TEXT —
>>>>>

Ms. Sanchez sued Swissport for, among other things, pregnancy and pregnancy-related disability discrimination, as well as failure to accommodate and engage in the interactive process. Swissport asked the trial court to dismiss the case, arguing that pregnancy disability laws expressly capped leave at four months. It stated that Ms. Sanchez was permitted all of the pregnancy leave to which she was entitled to under PDLL, and that her employment was only terminated after her leave expired and she was unable to return to work. Swissport then concluded that Ms. Sanchez was not entitled to any other protection under the FEHA. The trial court dismissed the case, agreeing with Swissport. However, Ms, Sanchez appealed the dismissal.


In short, the appellate court found that the trial court had erred, finding instead that Ms. Sanchez could pursue her complaint. The court stated that Swissport’s position was “contradicted by the plain language of the PDLL,” which expressly states that its remedies “augment, rather than supplant, those set forth elsewhere in the FEHA”. An employee disabled by pregnancy is entitled up to four months of pregnancy disability leave regardless of any hardship to the employer. As a separate matter, however, the requirement to reasonably accommodate an employee disabled by pregnancy is a separate obligation under the FEHA. Continuing a leave of absence may be a possible reasonable accommodation, provided it does not impose an undue hardship on the employer. Swissport, therefore, had an obligation to engage in the interactive process with Ms. Sanchez to establish whether additional leave was a reasonable accommodation or whether it would impose an undue hardship on Swissport.

<<<<<

DATA SEGMENT —
>>>>>

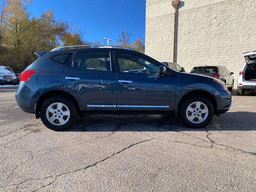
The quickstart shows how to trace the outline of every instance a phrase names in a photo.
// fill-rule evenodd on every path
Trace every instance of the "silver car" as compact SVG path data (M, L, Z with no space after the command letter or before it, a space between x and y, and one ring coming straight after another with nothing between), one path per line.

<<<<<

PROBLEM SET —
• 1. Answer from the text on the Swissport case:
(a) At what length did Swissport argue that pregnancy disability laws capped leave?
(b) What did the trial court do with the case?
(c) According to the appellate court, what does the PDLL state about its remedies in relation to those elsewhere in the FEHA?
• 2. Summarize the text on the Swissport case in two sentences.
• 3. Write the next paragraph of the text on the Swissport case.
The data above has no connection to the text on the Swissport case.

ANSWERS PROVIDED —
• 1.
(a) Four months.
(b) It dismissed the case, agreeing with Swissport.
(c) That they "augment, rather than supplant, those set forth elsewhere in the FEHA."

• 2. Ms. Sanchez sued Swissport for pregnancy-related discrimination and failure to accommodate, and the trial court dismissed the case after accepting Swissport's argument that pregnancy disability leave was capped at four months. The appellate court reversed, holding that the PDLL adds to the FEHA rather than replacing it, so Swissport had to engage in the interactive process to decide whether additional leave was a reasonable accommodation or an undue hardship.

• 3.
Employees should note that employers will no longer be able to terminate the employment of an employee disabled by pregnancy or pregnancy-related conditions immediately after the expiration of the express four month statutory leave. As the ruling in Sanchez holds, an employer must enter an interactive discussion with the employee to determine whether extending the employee’s leave is a reasonable accommodation, whether other types of reasonable accommodation are available, or if further accommodation creates an undue burden.